# [Task description]
Can you copy out, word for word, the stretch of items from the line containing "Query: butterfly forewing" through the line containing "Query: serrated leaf", both ends included and nothing else?

________

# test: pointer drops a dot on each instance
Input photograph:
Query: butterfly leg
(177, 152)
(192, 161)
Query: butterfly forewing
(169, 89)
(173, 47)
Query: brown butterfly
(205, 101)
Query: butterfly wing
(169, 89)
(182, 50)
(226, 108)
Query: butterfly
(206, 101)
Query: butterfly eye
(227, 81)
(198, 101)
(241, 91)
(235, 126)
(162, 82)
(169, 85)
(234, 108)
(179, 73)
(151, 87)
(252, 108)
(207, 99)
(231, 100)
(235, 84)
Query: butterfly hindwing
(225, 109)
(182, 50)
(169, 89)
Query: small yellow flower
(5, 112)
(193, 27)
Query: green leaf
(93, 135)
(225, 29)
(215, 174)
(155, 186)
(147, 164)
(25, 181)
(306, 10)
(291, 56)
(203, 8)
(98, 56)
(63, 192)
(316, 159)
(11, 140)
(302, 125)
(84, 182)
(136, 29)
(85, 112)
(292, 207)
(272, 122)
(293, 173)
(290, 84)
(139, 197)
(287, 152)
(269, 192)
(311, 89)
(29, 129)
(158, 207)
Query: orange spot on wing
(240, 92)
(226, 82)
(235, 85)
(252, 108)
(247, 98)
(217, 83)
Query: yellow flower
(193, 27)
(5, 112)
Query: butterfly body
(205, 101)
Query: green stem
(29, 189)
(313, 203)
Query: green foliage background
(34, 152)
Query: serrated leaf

________

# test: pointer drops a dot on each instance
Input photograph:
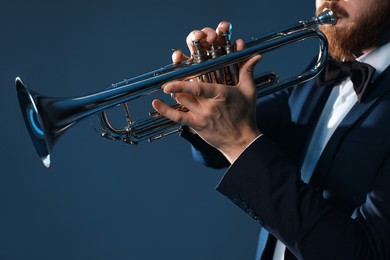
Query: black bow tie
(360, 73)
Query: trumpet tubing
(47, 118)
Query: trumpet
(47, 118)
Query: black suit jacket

________

# [Exercise answer]
Query: butterfly forewing
(169, 89)
(173, 47)
Query: brown butterfly
(205, 101)
Query: butterfly wing
(169, 89)
(182, 50)
(226, 108)
Query: butterfly
(206, 101)
Query: butterfly eye
(227, 81)
(198, 101)
(241, 91)
(235, 126)
(162, 82)
(169, 85)
(234, 108)
(179, 73)
(151, 87)
(252, 108)
(207, 99)
(231, 100)
(235, 84)
Query: butterfly hindwing
(225, 109)
(182, 50)
(169, 89)
Query: small yellow flower
(5, 112)
(193, 27)
Query: green leaf
(93, 135)
(225, 29)
(215, 174)
(155, 186)
(147, 164)
(25, 181)
(306, 10)
(291, 56)
(203, 8)
(98, 56)
(63, 192)
(316, 159)
(11, 140)
(302, 125)
(84, 182)
(136, 29)
(85, 112)
(292, 207)
(272, 122)
(293, 173)
(290, 84)
(139, 197)
(287, 152)
(269, 192)
(311, 89)
(29, 129)
(158, 207)
Query: orange spot on wing
(240, 92)
(226, 82)
(235, 85)
(252, 108)
(247, 98)
(217, 83)
Query: yellow flower
(193, 27)
(5, 112)
Query: butterfly body
(205, 101)
Query: green stem
(29, 189)
(313, 203)
Query: green foliage background
(34, 152)
Query: serrated leaf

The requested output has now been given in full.